[START OF Record set]

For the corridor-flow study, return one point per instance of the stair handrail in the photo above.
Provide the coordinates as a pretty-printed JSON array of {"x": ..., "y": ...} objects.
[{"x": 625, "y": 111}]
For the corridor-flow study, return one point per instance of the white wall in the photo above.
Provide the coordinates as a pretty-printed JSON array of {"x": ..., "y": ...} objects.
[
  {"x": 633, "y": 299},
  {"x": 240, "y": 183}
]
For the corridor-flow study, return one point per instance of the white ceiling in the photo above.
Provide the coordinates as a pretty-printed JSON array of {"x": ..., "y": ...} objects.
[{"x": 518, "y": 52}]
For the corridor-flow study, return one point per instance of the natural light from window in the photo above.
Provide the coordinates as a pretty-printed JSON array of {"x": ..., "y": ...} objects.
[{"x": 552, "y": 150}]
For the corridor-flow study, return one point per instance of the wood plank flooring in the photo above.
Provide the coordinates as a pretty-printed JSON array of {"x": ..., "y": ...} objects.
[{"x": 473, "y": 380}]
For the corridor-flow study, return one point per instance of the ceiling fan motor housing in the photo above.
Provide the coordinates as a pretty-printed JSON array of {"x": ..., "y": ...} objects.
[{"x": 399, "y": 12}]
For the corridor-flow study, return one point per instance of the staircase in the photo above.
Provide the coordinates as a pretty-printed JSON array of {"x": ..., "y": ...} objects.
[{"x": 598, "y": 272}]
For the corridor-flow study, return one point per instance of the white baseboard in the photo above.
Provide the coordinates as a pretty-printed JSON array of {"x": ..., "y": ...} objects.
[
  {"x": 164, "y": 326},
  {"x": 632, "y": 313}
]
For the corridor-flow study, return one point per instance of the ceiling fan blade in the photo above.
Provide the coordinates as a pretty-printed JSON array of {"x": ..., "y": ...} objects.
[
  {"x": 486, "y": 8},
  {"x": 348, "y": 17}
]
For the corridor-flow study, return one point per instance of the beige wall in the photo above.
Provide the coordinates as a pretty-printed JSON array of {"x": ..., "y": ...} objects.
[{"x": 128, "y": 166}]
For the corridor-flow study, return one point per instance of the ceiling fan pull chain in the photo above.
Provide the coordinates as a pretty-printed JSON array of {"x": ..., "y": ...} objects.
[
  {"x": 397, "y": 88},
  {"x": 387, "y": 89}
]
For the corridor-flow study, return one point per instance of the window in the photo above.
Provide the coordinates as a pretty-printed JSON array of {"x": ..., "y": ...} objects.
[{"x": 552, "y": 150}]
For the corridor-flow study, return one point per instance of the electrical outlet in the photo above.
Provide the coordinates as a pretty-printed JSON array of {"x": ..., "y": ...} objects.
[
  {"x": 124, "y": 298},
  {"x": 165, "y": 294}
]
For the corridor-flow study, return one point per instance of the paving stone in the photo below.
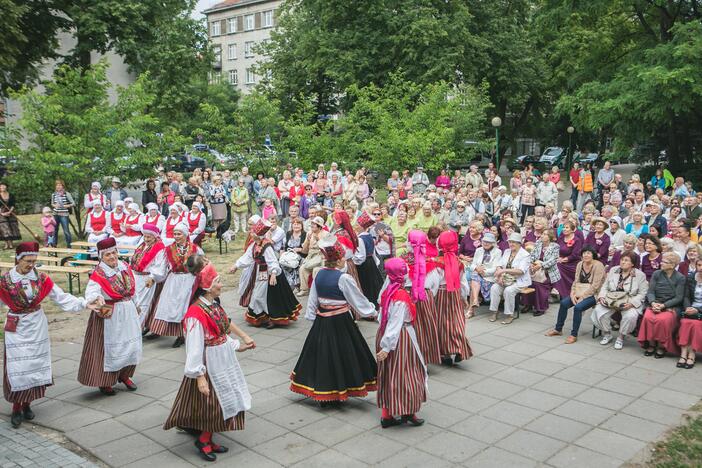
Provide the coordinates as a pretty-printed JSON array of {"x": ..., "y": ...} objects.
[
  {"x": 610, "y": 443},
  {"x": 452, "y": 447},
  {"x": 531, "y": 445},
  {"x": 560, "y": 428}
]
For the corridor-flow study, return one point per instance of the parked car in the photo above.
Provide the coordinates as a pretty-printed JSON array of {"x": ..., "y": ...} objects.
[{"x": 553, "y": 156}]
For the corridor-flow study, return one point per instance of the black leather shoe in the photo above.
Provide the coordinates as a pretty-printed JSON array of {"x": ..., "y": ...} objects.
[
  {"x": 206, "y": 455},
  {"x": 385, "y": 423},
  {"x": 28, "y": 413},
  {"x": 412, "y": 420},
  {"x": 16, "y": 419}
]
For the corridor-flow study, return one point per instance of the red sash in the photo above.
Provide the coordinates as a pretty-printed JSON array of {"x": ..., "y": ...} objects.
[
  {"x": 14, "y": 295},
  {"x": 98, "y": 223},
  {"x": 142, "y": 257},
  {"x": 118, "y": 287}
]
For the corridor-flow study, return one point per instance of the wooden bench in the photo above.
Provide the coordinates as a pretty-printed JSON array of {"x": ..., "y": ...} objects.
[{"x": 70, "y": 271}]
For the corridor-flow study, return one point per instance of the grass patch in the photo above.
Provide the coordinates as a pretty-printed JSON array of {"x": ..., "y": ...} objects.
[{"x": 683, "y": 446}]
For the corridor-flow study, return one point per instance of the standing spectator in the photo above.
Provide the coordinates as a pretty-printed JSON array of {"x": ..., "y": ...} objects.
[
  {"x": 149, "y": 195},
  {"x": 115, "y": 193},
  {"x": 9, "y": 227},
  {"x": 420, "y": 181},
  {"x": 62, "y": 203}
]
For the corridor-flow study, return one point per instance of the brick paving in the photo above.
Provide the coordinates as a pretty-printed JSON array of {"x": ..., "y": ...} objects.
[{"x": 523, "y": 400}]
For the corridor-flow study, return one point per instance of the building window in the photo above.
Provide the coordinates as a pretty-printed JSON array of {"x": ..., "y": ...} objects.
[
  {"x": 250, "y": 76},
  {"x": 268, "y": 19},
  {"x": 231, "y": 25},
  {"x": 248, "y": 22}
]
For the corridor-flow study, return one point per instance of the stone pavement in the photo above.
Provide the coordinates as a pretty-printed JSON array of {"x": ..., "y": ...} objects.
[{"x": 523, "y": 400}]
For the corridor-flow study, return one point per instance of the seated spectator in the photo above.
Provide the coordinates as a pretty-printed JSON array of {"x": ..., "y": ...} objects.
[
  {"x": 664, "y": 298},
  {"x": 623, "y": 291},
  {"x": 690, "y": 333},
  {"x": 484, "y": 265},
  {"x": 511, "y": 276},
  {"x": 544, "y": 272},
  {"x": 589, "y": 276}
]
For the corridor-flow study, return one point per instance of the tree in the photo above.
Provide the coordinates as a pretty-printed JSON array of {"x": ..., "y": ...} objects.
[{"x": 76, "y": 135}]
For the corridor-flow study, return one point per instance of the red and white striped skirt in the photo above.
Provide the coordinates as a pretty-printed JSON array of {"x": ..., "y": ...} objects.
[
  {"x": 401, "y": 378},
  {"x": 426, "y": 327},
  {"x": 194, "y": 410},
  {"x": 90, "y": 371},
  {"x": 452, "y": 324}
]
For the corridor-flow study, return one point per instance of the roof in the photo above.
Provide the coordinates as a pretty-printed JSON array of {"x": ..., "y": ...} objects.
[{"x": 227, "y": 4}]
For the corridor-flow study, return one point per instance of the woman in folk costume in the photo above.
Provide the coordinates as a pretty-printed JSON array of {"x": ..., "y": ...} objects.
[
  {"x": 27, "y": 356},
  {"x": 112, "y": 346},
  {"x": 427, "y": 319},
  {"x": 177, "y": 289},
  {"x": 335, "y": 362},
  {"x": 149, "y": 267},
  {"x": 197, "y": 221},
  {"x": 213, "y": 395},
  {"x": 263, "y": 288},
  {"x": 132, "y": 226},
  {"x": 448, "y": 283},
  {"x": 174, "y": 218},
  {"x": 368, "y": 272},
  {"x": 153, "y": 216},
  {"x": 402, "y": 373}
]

[END OF Record set]

* The task
Copy the material above exactly and drop the pictures.

* Complete answer
For the corridor-flow study, return one point per instance of the stair handrail in the photo above.
Provide the coordinates as a pretty-printed JSON array of {"x": ..., "y": ...} objects.
[{"x": 625, "y": 111}]
For the corridor-flow study, return one point per instance of the white wall in the photo above.
Provide the coordinates as a pretty-printed JSON array of {"x": ..., "y": ...} objects.
[
  {"x": 633, "y": 299},
  {"x": 240, "y": 183}
]
For the corridor-flow study, return one point per instance of the white ceiling in the photo above.
Provide the coordinates as a pretty-printed JSON array of {"x": ..., "y": ...} objects.
[{"x": 518, "y": 52}]
For the corridor-flow study, return one point per instance of the natural light from window in the photo above.
Provide the coordinates as a pretty-printed JSON array of {"x": ..., "y": ...} objects.
[{"x": 552, "y": 150}]
For the corridor-flow study, return one point per instance of the wood plank flooring in the photo above.
Provide the coordinates as a pretty-printed JSON array of {"x": ..., "y": ...} objects.
[{"x": 473, "y": 380}]
For the corridor-flow study, return one point per instance of the ceiling fan motor housing in the photo above.
Provide the coordinates as a pretty-printed JSON array of {"x": ..., "y": ...} objects.
[{"x": 399, "y": 12}]
For the corridor-flow study, return one point per instance of the staircase in the photo above.
Provide the coordinates as a pretty-printed JSON array of {"x": ..., "y": ...} objects.
[{"x": 598, "y": 272}]
For the corridor-flow study, return one point per instance of the white baseboard in the photo above.
Provide the coordinates as a pretty-printed JSON array of {"x": ..., "y": ...} objects.
[
  {"x": 164, "y": 326},
  {"x": 632, "y": 313}
]
For the corridor-flow study, return one point per instance of the ceiling fan blade in the photo above.
Provide the coordinates as a pretty-printed JSON array of {"x": ..., "y": ...} objects.
[
  {"x": 486, "y": 8},
  {"x": 348, "y": 17}
]
For the corridor-flow study, return one point per instance of the beige wall in the photo above.
Provide the coordinates as a pretty-printed JSON array of {"x": ..., "y": ...} objects.
[{"x": 128, "y": 166}]
For the corridor-flow study, return one point per instance of the ceiling fan pull chain in the photo above.
Provide the coordinates as a pretty-printed JSON array of {"x": ..., "y": ...} objects.
[
  {"x": 397, "y": 88},
  {"x": 387, "y": 89}
]
For the corridor-flow study, return one point per instance of the window in the photo above.
Provide the coordinates as a pretty-printed JSON array of {"x": ..., "y": ...} objects.
[{"x": 552, "y": 150}]
For the corridor-flow study, return one point per instance of the electrical outlet in the photo above.
Provide the coordinates as a pretty-printed JSON array of {"x": ..., "y": ...} objects.
[
  {"x": 124, "y": 298},
  {"x": 165, "y": 294}
]
For the corridor-flow study, return one point per instance of the paving stone in the photo below.
Provide the coordinates as a pretty-printed JSON array of {"x": ..., "y": ...} objects.
[
  {"x": 610, "y": 443},
  {"x": 452, "y": 447},
  {"x": 531, "y": 445},
  {"x": 560, "y": 428}
]
For the corridor-flow study, return one point per instance of the parked car in the photo above.
Provide the coordinates as a pretty-printed JSON array of {"x": ..., "y": ...} objects.
[{"x": 553, "y": 156}]
For the corridor-flow study, return one point per instance of the black leather shoe in the photo above.
Provide the coordinates as a pretty-printed JSON array of {"x": ..., "y": ...} objects.
[
  {"x": 206, "y": 455},
  {"x": 385, "y": 423},
  {"x": 28, "y": 413},
  {"x": 412, "y": 420},
  {"x": 16, "y": 419}
]
For the corridor-flow study, return one point per instance of the red sash in the photo above.
Provide the coordinates as a pretty-printed JSON array of {"x": ..., "y": ...} objects.
[
  {"x": 14, "y": 295},
  {"x": 98, "y": 223},
  {"x": 142, "y": 257},
  {"x": 118, "y": 287}
]
For the corridor-flow study, return one point per instance of the wooden bench in the photo above.
Provide the coordinates as a pretty-printed JSON array of {"x": ..., "y": ...} objects.
[{"x": 70, "y": 271}]
For the corridor-flow study, return one point per instance of the grass patch in the photo above.
Provide the coordinates as a pretty-printed JSON array of {"x": ..., "y": ...} objects.
[{"x": 683, "y": 446}]
For the corridor-flow study, return one point per instance of the standing spectator in the photo above.
Provide the coordinates as a pretty-printed JSON array of {"x": ..., "y": ...} objects.
[
  {"x": 149, "y": 195},
  {"x": 115, "y": 193},
  {"x": 9, "y": 227},
  {"x": 420, "y": 181},
  {"x": 62, "y": 203}
]
For the corridor-flow study, return one point per instance of the brick paving in the photo above.
Provide the coordinates as a pretty-printed JSON array of {"x": ..., "y": ...} objects.
[{"x": 523, "y": 400}]
For the corridor-flow study, return one point per instance of the building window in the photo above.
Provide the coordinates as a pretty-printed JSON array of {"x": ..., "y": ...} objects.
[
  {"x": 250, "y": 76},
  {"x": 268, "y": 19},
  {"x": 231, "y": 25},
  {"x": 248, "y": 22}
]
For the corridor-flow study, return one point per instance of the stone pavement in the photo above.
Provide the coordinates as a pretty-printed JSON array of {"x": ..., "y": ...} objects.
[{"x": 523, "y": 400}]
For the corridor-flow study, return one point per instance of the seated spectator in the photo above.
Provide the coordinates as a pretty-printed JSON array of {"x": ..., "y": ...} objects.
[
  {"x": 664, "y": 298},
  {"x": 623, "y": 291},
  {"x": 690, "y": 333},
  {"x": 484, "y": 265},
  {"x": 511, "y": 276},
  {"x": 544, "y": 272},
  {"x": 589, "y": 276}
]
For the corridor-flow study, return one point per instance of the tree in the photo above.
Provide the coordinates as a pretty-printed JSON array of {"x": ..., "y": ...} objects.
[{"x": 76, "y": 135}]
For the corridor-flow study, return one point per instance of the red and white striped skirt in the photo above.
Provide the coordinates as a pretty-printed JSON array of {"x": ..., "y": ...} objects.
[
  {"x": 401, "y": 378},
  {"x": 426, "y": 327},
  {"x": 194, "y": 410},
  {"x": 90, "y": 371},
  {"x": 452, "y": 324}
]
For the corridor-flow study, return one point per instance of the roof in the photo above.
Provide the coordinates as a pretty-printed JSON array of {"x": ..., "y": ...} objects.
[{"x": 227, "y": 4}]
For the corridor-flow study, return one point per instance of the woman in folk costume in the photo above.
Provide the coordinates as a pretty-printed JSON array of {"x": ..., "y": ...} objects.
[
  {"x": 27, "y": 356},
  {"x": 112, "y": 346},
  {"x": 427, "y": 319},
  {"x": 177, "y": 289},
  {"x": 335, "y": 362},
  {"x": 149, "y": 267},
  {"x": 197, "y": 221},
  {"x": 213, "y": 395},
  {"x": 263, "y": 288},
  {"x": 132, "y": 226},
  {"x": 448, "y": 283},
  {"x": 174, "y": 218},
  {"x": 368, "y": 272},
  {"x": 153, "y": 216},
  {"x": 402, "y": 373}
]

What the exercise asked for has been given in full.